Extract provided =
'''

It is reported that as he lay dying Nur-ad-Din said: ‘Only one thing causes me unhappiness, the thought of what will befall my family at the hands of Yusuf, son of Aiyub.’ Shortly after his kingdom was indeed being plundered, but the aggressor was his own nephew. Saif-ad-Din of Mosul was marching with his army commander, Gümüshtigin, to join his uncle’s Egyptian expedition when the news of his death reached him. The army at once divided, a detachment under Gümüshtigin, pushing on to Aleppo to win control of affairs there for Mosul while Saif-ad-Din turned away from the remote prospect of Egypt to the congenial business of conquest in the now leaderless lands of northern Syria. Sweeping westward, he took Nisibin, Edessa and ar-Raqqa. At Aleppo Gümüshtigin soon established himself among the ruling clique and in June he was made the leader of the delegation to Damascus to bring as-Salih back to Aleppo.

'''

Tasks and exercises =
1 > Please condense the paragraph of the passage on the aftermath of Nur-ad-Din's death that begins "It is reported that as he lay dying" into a short list, keeping its main facts.
2 > Extend the passage on the aftermath of Nur-ad-Din's death, picking up after its final sentence.

Excerpted data =
'''

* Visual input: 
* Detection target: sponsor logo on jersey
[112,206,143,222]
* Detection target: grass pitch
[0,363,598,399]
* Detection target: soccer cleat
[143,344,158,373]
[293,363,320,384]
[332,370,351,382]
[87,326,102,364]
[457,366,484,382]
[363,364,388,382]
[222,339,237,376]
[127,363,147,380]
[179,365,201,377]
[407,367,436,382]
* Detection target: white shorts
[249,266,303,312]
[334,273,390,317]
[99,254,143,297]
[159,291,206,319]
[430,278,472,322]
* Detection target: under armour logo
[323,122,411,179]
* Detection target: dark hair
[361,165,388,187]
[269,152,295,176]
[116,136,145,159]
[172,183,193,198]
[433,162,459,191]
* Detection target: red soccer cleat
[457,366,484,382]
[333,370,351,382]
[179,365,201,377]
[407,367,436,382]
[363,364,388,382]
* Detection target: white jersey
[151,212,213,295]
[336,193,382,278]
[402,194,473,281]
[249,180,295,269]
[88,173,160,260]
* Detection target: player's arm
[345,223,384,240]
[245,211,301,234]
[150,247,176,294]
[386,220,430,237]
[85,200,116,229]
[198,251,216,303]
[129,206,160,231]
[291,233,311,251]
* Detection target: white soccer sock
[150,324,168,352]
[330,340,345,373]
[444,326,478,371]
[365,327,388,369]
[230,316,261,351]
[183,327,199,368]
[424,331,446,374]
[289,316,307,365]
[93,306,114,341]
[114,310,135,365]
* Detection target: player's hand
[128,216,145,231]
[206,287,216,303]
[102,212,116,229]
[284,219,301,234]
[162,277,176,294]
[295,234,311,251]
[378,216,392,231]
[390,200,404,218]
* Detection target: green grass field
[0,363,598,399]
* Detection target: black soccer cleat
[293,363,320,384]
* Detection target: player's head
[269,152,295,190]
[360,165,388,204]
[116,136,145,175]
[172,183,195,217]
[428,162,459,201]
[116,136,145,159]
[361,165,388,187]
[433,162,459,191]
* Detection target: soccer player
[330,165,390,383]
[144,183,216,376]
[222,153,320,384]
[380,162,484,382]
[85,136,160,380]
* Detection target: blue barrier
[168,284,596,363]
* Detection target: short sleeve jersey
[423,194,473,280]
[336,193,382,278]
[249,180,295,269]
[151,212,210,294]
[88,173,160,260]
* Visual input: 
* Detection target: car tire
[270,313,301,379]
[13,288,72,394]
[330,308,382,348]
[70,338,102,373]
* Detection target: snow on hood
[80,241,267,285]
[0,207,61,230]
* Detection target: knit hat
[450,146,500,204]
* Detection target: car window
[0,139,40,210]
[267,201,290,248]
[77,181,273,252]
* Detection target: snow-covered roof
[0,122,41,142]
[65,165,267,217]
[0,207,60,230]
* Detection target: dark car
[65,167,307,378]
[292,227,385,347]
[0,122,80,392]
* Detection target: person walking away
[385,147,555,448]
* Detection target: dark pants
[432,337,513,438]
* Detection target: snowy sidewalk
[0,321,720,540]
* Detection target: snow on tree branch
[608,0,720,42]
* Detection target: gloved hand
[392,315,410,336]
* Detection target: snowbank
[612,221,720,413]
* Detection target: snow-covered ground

'''

Answers =
1 >
- As he lay dying, Nur-ad-Din reportedly feared what Yusuf, son of Aiyub, would do to his family.
- Soon after, his kingdom was plundered, but by his own nephew, Saif-ad-Din of Mosul.
- Saif-ad-Din and his army commander, Gümüshtigin, were marching to join his uncle's Egyptian expedition when news of the death reached them.
- The army split. Gümüshtigin pushed on to Aleppo to win control there for Mosul, while Saif-ad-Din turned to conquest in leaderless northern Syria, taking Nisibin, Edessa and ar-Raqqa.
- At Aleppo, Gümüshtigin joined the ruling clique, and in June he led the delegation to Damascus to bring as-Salih back to Aleppo.

2 >
From the moment they had secured themselves the Dayah family had been determined to recover the young king. Shams-ad-Din had written to him, urging him to return to the capital, to supervise the operations against his cousin in al-Jazirah. It seems that the boy, prompted by his mother, favoured the move. Damascus was obliged to recognise Shams-ad-Din as regent and to surrender the heir. In the escort, headed by Gümüshtigin, which took him to Aleppo, were numerous Aleppan nobles who had feared to return before, expecting reprisals from the régime of the Dayah clan. They had no need to worry. Once back with the king firmly in his keeping, Gümüshtigin promptly had the brothers thrown into the city’s dungeons. The new régime at Aleppo began to look menacing to Damascus, and the city’s rulers looked about for new allies.

At first they, like Nur-ad-Din, had considered Saladin the chief threat to the Zengid establishment. Before evening fell on 15 May a messenger was riding post to Cairo to demand that Saladin recognise as-Salih as suzerain in Egypt as well as in Syria. Whereas the Zengid, Saif-ad-Din, had renounced his allegiance, Saladin ordered that the name of as-Salih be invoked in all the mosques of Egypt and the North African provinces. These loyal formalities were followed by an embassy to Damascus to do homage to the new king. As a telling earnest of the Egyptian ruler’s sincerity, it took with it coinage newly minted in Cairo, bearing the inscription of as-Salih.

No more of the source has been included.